#### [Challenges]
**A.** Reproduce the records verbatim, starting with the line that contains "Target: long red hair" and going on through the line that contains "269,126 -> 333,135".
**B.** Write the next part of the interview on semiotics in fashion and branding, picking up after its final sentence.

Today we spoke with Luca Marchetti, an expert semiotician, who gives a new perspective behind semiotics in fashion, luxury and cosmetics and challenges the classical way of thinking about branding and the metaverse!
Betty Karastatira for Geneva Business News: Luca, tell us about you and your expertise behind brand semiotics.
Luca Marchetti: I was trained in Bologna in the Communication and Semiotics Department, directed by Umberto Eco. He is more well known as an author, yet he was an eminent Semiotician studying at a time when all these things like design semiotics were strange. I started being interested in Fashion and Design and although I am Italian, Milan but also Paris were not the places to observe fashion interestingly.
At that time, London was the best place to study fashion codes directly on the street. There was so much to learn about the way to tell stories about the different trends. Today it is another world, then it was another century! Fashion in Milan was very official and glamorous at the time, while in London you could produce your clothes from plastic bags and you were cool!
Today my work for brands is much more complex than deciphering “fashion signs” in the street.
I work both on cultural semiotics projects and curatorial ones – such as exhibitions, books, and art events. I also co-founded a foresight and innovation studio with three associates. We work in and out of fashion, from perfumes and cosmetics up to urbanism and mobility, with an approach based on the analysis of “Weak Signals”.
GBN: What is a Weak Signal?
Luca: The Weak Signal is a cultural or social phenomenon, shared by very “early adopters.” It is scarcely visible and too weak to be easily recognizable in the market. But it is liable to acquire importance and semantic potential. It helps to understand what will be important by looking at who adopts this code and for what purpose.
GBN: Could you give an example of a Weak Signal?
Luca: Ten years back young people in underground clubs in Paris, London or New York were revamping lycra suits from the 80s. What seemed to me over-coloured pajamas then became a major style trend, ranging from fashion runaways to mass market labels. Yet, when you see that emerging stylists or emerging journalists report a similar phenomenon, in order to understand it, you start looking at the actors of the “tipping point”. This is when something moves from “kind of nothing” to something meaningful for larger communities of people.
GBN: So, are semiotics used to understand future trends in fashion?
Lucas: Yes. It helps analyze potentially “anything” — even banal phenomena. For example, we live in an era of “coolness” and comfort. Everything coming from the leisurable aspect is becoming more aspirational, for the elites as well. But of course, every time a trend is established there is a countertrend developing at the same time, not exactly the opposite trend, but a trend addressing the same need but driving in an alternative direction.
This is normal and it was observed already more than one century back; as an unstable balance between imitation and differentiation.
Once a trend is growing and you see early adopters imitating this trend, at the same time, you see a counter-trend growing differently from the initial one.
Differentiation is “I am not everyone, I am a single person, I differentiate myself from the rest.” So, when you are an opinion leader you start being imitated and a new trend arises, a different trend also arises with new opinion leaders and this creates cycles!
GBN: Do you apply semiotics in Brand Building?
Lucas: Yes. I do a semiotic analysis when a brand wants to understand how it scores using benchmarked competition in terms of branding, connection, and codes used to express a common benefit.

(Items listed in a dataset)

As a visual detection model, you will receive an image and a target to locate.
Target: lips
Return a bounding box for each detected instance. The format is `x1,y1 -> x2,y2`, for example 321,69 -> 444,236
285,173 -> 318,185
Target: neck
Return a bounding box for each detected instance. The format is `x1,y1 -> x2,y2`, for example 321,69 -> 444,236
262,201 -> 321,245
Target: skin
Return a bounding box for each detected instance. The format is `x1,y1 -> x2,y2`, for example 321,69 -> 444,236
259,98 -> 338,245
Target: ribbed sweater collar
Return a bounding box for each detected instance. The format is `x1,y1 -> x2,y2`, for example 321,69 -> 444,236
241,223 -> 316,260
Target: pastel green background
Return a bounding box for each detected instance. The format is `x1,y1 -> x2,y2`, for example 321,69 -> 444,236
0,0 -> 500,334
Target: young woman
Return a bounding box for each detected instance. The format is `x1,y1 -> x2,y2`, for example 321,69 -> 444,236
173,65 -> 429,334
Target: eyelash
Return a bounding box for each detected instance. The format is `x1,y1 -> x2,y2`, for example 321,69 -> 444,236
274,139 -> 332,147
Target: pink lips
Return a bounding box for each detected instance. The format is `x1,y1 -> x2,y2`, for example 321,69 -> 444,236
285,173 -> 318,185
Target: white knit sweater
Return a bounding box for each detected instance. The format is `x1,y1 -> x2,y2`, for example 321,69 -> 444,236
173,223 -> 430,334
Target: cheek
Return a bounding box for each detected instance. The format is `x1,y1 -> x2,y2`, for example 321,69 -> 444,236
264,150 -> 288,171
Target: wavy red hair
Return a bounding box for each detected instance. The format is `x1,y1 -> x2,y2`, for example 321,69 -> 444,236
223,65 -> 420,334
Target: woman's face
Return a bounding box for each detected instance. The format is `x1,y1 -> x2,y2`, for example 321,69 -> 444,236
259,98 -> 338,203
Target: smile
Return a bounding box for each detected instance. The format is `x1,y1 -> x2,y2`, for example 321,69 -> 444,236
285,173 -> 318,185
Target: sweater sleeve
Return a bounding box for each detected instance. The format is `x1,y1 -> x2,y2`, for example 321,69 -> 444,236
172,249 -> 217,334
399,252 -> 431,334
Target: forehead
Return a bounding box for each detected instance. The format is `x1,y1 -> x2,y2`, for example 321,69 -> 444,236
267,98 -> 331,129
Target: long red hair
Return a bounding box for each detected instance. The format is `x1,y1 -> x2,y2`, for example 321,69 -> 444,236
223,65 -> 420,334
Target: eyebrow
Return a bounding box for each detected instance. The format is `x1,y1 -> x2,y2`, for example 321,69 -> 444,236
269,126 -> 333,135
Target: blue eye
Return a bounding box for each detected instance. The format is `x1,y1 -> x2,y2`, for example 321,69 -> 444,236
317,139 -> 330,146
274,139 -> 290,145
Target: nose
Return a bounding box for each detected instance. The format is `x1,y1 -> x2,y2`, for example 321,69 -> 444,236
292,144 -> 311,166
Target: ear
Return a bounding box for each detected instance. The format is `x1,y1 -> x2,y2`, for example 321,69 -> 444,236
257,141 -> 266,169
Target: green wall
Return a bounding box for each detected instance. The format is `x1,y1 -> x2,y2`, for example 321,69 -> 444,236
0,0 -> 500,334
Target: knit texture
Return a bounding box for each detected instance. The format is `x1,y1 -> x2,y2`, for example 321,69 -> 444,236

#### [Responses to the exercise]
**A.**
Target: long red hair
Return a bounding box for each detected instance. The format is `x1,y1 -> x2,y2`, for example 321,69 -> 444,236
223,65 -> 420,334
Target: eyebrow
Return a bounding box for each detected instance. The format is `x1,y1 -> x2,y2`, for example 321,69 -> 444,236
269,126 -> 333,135

**B.**
Just to give you a banal example, DIOR and CHANEL both promise “light” in cosmetics and skincare, but the radiance is not the same color for them. The quality of lighting and its significance is different. DIOR is closer to the sun; Chanel is closer to the moon! DIOR is a golden brand; Chanel is a silver one. So, semiotics can help create holistic and consistent brand communication deconstructing or building semiotic codes transversal to all brand expressions. You can personify a brand in a simple and self-explaining way to make it more relevant and clearer to the brand-building and communication teams.
GBN: What I love is the fact that semiotics gives brand assets above functional benefits, which is what luxury brands offer. Not just a good functional benefit, but… the dream that justifies a premium price.
Lucas: This is true. What I find even more interesting is also the learnings it can provide for cosmetics and skincare communication. The level of scientific research in these fields is so complex, that if you explain it logically, you lose your audience. Brands then need powerful storytelling to deliver a powerful concept without going into details that consumers will not understand or appreciate, such as chemical reactions, and physiological processes.
Another extremely interesting field I work in Switzerland is the watch Industry. Again, in this industry mechanisms are so sophisticated that you cannot tell the “truth” about them. You need to elevate the benefit beyond them, and beyond time measurement if you want to keep the level of inspiration as high as you need.
For watches, time is not really an issue anymore, not really an aspirational value… maybe because time is not money anymore! Influence is money, and so visibility and “aura”, but not time!
GBN: As a brand builder and a consumer researcher I was trained to talk about the category prototypical benefit and you talk beyond it! This is very innovative, because you say the least about the functional benefit, but you promise more using semiotics!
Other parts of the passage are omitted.